==== Listed entries

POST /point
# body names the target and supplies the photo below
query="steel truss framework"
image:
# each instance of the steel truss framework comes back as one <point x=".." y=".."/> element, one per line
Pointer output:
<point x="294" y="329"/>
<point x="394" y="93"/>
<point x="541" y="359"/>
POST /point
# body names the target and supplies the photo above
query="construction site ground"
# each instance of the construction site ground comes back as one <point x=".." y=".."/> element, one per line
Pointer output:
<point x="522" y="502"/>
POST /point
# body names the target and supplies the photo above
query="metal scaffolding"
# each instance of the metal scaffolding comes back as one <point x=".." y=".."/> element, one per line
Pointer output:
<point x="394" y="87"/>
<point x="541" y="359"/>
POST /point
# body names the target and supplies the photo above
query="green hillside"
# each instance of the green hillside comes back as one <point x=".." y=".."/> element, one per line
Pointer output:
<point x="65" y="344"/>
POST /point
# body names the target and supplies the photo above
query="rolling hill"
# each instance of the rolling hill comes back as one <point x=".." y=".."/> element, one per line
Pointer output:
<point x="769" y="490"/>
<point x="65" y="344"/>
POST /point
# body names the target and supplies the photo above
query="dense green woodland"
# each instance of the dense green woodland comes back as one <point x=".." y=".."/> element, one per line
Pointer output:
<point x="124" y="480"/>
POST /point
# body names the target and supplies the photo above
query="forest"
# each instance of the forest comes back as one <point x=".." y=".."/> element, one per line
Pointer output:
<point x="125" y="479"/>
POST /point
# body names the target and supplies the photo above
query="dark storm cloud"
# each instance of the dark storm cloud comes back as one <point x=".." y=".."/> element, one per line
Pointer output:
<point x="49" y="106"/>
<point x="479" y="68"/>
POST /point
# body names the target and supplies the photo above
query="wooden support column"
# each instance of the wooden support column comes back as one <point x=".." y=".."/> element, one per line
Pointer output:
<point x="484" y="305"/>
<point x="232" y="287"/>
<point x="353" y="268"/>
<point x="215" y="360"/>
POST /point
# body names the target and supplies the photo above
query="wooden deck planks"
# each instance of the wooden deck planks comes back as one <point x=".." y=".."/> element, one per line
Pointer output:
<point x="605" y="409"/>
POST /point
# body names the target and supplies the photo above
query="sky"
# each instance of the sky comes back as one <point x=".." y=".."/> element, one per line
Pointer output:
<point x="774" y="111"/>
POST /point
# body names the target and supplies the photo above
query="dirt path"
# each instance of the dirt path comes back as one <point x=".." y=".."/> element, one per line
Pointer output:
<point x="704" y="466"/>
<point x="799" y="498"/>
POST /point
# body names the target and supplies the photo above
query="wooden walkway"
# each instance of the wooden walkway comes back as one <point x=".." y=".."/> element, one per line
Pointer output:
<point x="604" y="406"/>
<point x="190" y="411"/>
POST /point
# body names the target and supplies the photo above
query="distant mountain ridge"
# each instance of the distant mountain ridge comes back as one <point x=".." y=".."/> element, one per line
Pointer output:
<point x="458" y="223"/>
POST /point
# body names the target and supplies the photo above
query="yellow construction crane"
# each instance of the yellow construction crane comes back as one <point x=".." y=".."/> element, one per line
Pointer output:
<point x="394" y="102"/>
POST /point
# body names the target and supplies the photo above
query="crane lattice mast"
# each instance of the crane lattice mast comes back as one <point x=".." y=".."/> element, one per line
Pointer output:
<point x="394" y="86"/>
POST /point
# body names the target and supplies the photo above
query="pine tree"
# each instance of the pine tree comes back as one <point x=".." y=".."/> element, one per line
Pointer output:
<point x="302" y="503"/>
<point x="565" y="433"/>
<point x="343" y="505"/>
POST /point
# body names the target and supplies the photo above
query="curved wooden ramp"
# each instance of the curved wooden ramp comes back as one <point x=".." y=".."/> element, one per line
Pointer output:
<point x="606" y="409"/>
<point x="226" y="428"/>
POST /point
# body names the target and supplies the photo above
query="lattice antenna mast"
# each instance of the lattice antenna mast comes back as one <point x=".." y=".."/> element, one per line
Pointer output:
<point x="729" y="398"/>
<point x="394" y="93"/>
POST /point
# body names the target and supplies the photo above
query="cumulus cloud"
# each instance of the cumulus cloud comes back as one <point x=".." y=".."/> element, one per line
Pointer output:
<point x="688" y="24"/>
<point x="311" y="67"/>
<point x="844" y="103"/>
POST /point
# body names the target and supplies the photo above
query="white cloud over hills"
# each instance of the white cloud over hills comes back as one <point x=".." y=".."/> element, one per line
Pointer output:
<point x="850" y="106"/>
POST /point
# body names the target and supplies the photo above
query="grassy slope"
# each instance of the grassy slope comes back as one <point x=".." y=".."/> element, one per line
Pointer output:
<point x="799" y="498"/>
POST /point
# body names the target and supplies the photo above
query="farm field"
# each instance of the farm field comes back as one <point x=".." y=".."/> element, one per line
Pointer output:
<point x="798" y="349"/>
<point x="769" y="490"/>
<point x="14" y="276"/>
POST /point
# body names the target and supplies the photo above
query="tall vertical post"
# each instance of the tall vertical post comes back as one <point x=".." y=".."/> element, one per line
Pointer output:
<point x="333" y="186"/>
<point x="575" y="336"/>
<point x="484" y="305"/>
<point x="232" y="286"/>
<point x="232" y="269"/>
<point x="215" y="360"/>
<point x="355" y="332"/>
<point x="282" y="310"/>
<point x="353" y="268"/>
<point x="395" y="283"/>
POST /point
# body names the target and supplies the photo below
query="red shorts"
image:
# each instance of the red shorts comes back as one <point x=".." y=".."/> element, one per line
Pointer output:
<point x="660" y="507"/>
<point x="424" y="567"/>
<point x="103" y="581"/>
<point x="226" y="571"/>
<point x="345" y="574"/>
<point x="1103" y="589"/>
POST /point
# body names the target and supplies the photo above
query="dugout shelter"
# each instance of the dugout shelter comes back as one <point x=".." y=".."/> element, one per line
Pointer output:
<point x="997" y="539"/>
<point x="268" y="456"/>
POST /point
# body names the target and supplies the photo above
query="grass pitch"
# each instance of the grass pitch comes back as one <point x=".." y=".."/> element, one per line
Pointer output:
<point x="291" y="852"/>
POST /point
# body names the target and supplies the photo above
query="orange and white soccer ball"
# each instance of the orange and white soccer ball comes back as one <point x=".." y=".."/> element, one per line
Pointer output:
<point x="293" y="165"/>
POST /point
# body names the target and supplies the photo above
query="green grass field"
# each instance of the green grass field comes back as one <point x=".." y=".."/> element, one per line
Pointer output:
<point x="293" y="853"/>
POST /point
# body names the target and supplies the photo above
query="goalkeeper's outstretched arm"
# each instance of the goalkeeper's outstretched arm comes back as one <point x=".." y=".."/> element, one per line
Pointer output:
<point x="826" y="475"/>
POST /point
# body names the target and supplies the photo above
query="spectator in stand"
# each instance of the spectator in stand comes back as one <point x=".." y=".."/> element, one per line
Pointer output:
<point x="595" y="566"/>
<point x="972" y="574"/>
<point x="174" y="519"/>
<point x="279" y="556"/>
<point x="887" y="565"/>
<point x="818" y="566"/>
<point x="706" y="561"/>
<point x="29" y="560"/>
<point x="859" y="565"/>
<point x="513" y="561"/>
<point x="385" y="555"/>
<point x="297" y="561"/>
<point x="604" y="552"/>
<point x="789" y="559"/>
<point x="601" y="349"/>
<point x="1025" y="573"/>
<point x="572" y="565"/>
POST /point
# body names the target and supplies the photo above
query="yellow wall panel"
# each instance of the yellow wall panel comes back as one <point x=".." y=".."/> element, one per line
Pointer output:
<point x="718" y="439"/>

========

* Exercise goal
In your answer, repeat each of the records exactly.

* Task answer
POST /point
# body names the target and supplies the photo below
query="steel truss framework"
image:
# each instance of the steel truss framework comes back as one <point x=".." y=".."/> element, one per line
Pointer output:
<point x="294" y="329"/>
<point x="394" y="93"/>
<point x="541" y="359"/>
POST /point
# body names the target and supplies the photo above
query="construction site ground"
# each instance of the construction site ground comes back as one <point x=".." y=".."/> element, one per line
Pointer output:
<point x="522" y="502"/>
POST /point
# body names the target and supplies the photo above
query="metal scaffolding"
# each instance of the metal scaffolding comes back as one <point x=".." y=".."/> element, one per line
Pointer output:
<point x="394" y="87"/>
<point x="541" y="359"/>
POST /point
# body names the target and supplies the photo above
query="green hillside"
# each instance of the green hillside comes back as one <point x=".." y=".."/> element, one per line
Pointer output:
<point x="65" y="344"/>
POST /point
# body names the target and supplies the photo above
query="rolling hill"
# each instance of the rolling hill comes back as one <point x=".." y=".."/> element, one per line
Pointer output:
<point x="769" y="490"/>
<point x="65" y="344"/>
POST /point
# body names the target and supplies the photo above
query="dense green woodland"
# each instance of the dense green woodland comes back as one <point x=".." y=".."/> element, one per line
Pointer output:
<point x="124" y="480"/>
POST /point
# body names the target and supplies the photo above
query="forest"
# each instance of the forest comes back as one <point x=".." y=".."/> element, one per line
Pointer output:
<point x="125" y="479"/>
POST /point
# body names the target and supplies the photo above
query="dark storm cloud"
# each instance of the dark storm cloud comes back as one <point x=".." y=".."/> element, one per line
Pointer output:
<point x="49" y="106"/>
<point x="479" y="68"/>
POST /point
# body names the target and supplies the photo above
query="wooden support column"
# each instance of the wooden support column comes back as one <point x=".." y=".."/> element, one per line
Pointer output:
<point x="484" y="305"/>
<point x="232" y="287"/>
<point x="353" y="268"/>
<point x="215" y="360"/>
POST /point
# body names the target and supplies the photo above
query="wooden deck planks"
# each instance of the wooden deck planks comes back as one <point x=".." y=".."/> element, one per line
Pointer output:
<point x="605" y="409"/>
POST /point
# body names the target and supplies the photo above
query="sky"
# each instance of the sky comes back as one <point x=".." y=".."/> element, one per line
Pointer output:
<point x="774" y="111"/>
POST /point
# body names the target and supplies the photo above
query="dirt path"
# each instance of the dirt path comes back as one <point x=".." y=".."/> element, one per line
Pointer output:
<point x="704" y="466"/>
<point x="799" y="498"/>
POST /point
# body names the target and supplies the photo above
query="wooden walkway"
# each instance of the wooden walkway comes back as one <point x=".." y=".."/> element, one per line
Pointer output:
<point x="604" y="406"/>
<point x="190" y="411"/>
POST /point
# body names the target and supplies the photo above
query="distant mountain ridge"
# each instance of the distant mountain ridge comes back as one <point x=".." y=".."/> element, one per line
Pointer output:
<point x="458" y="223"/>
POST /point
# body names the target and supplies the photo above
query="yellow construction crane"
# each instance of the yellow construction crane comes back as one <point x=".." y=".."/> element, one per line
Pointer output:
<point x="394" y="102"/>
POST /point
# body names the target and supplies the photo above
query="crane lattice mast"
# each instance of the crane lattice mast comes back as one <point x=".." y=".."/> element, one per line
Pointer output:
<point x="394" y="86"/>
POST /point
# body names the target and supplies the photo above
query="pine tree"
# each instance of the pine tree comes back as one <point x=".." y=".."/> element, one per line
Pointer output:
<point x="302" y="503"/>
<point x="565" y="433"/>
<point x="343" y="505"/>
POST /point
# body names the target and supplies the photo above
query="curved wooden ramp"
# each instance of the curved wooden ramp comes back as one <point x=".." y=".."/> element, one per line
Pointer output:
<point x="606" y="409"/>
<point x="226" y="428"/>
POST /point
# body names the target and supplies the photo above
query="lattice antenna mast"
# each instance of the lattice antenna mast comes back as one <point x=".." y=".."/> element, one per line
Pointer output:
<point x="729" y="398"/>
<point x="394" y="93"/>
POST /point
# body names the target and supplies the photo above
query="cumulus cloud"
# each instance of the cumulus cloud comes back as one <point x=".." y=".."/> element, one per line
Pointer output:
<point x="688" y="24"/>
<point x="311" y="67"/>
<point x="844" y="103"/>
POST /point
# body names the target and supplies the photo above
query="white cloud over hills"
# each instance of the white cloud over hills comes back as one <point x=".." y=".."/> element, one per line
Pointer output:
<point x="850" y="106"/>
POST /point
# body names the target and supplies the photo above
query="grassy slope"
# each instance of the grassy slope comes back as one <point x=".." y=".."/> element, one per line
Pointer output:
<point x="799" y="498"/>
POST /point
# body names the target and supplies the photo above
query="farm field"
# each instance of the farm field comes back as one <point x=".." y=".."/> element, one per line
Pointer output:
<point x="798" y="349"/>
<point x="769" y="490"/>
<point x="14" y="276"/>
POST /point
# body names the target and supplies the photo above
query="tall vertical post"
# each instance of the tall vertical post comes back as one <point x=".." y=".."/> element, one per line
Pointer output:
<point x="333" y="186"/>
<point x="575" y="336"/>
<point x="484" y="305"/>
<point x="232" y="286"/>
<point x="232" y="269"/>
<point x="215" y="360"/>
<point x="355" y="332"/>
<point x="282" y="310"/>
<point x="353" y="268"/>
<point x="395" y="283"/>
POST /point
# body names the target and supplies the photo below
query="red shorts"
image:
# each instance of the red shorts comes back as one <point x=".." y=".."/> element, one per line
Pointer output:
<point x="660" y="507"/>
<point x="424" y="567"/>
<point x="103" y="581"/>
<point x="226" y="571"/>
<point x="345" y="574"/>
<point x="1103" y="589"/>
POST /point
# body names the target and supplies the photo above
query="dugout shelter"
# each instance of the dugout shelter comes back as one <point x=".." y=".."/> element, one per line
Pointer output:
<point x="997" y="539"/>
<point x="268" y="456"/>
POST /point
# body names the target and supplies the photo above
query="grass pitch"
# each instance of the grass pitch comes back as one <point x=".." y=".."/> element, one per line
Pointer output:
<point x="291" y="852"/>
POST /point
# body names the target and supplies the photo above
query="orange and white soccer ball"
# each instance of the orange and white soccer ball comes back as one <point x=".." y=".."/> element, one per line
Pointer output:
<point x="293" y="165"/>
POST /point
# body names the target and supplies the photo above
query="green grass field"
# each instance of the green grass field comes back as one <point x=".." y=".."/> element, one per line
Pointer output:
<point x="293" y="853"/>
POST /point
# body names the target and supplies the photo above
query="goalkeeper's outstretched arm"
# each instance of the goalkeeper's outstretched arm comes back as one <point x=".." y=".."/> element, one per line
Pointer output:
<point x="826" y="475"/>
POST /point
# body names the target and supplies the photo above
query="spectator in stand"
# each instance of the spectator in stand comes back as one <point x=".." y=".."/> element, one per line
Pointer output:
<point x="595" y="566"/>
<point x="972" y="574"/>
<point x="174" y="519"/>
<point x="279" y="556"/>
<point x="887" y="565"/>
<point x="818" y="566"/>
<point x="706" y="561"/>
<point x="29" y="560"/>
<point x="859" y="565"/>
<point x="513" y="561"/>
<point x="385" y="555"/>
<point x="297" y="561"/>
<point x="604" y="552"/>
<point x="789" y="559"/>
<point x="601" y="349"/>
<point x="1025" y="573"/>
<point x="572" y="565"/>
POST /point
# body names the target and supplies the photo above
query="yellow wall panel"
# each instance of the yellow wall panel comes back as one <point x=".." y=".."/> element, one per line
Pointer output:
<point x="718" y="439"/>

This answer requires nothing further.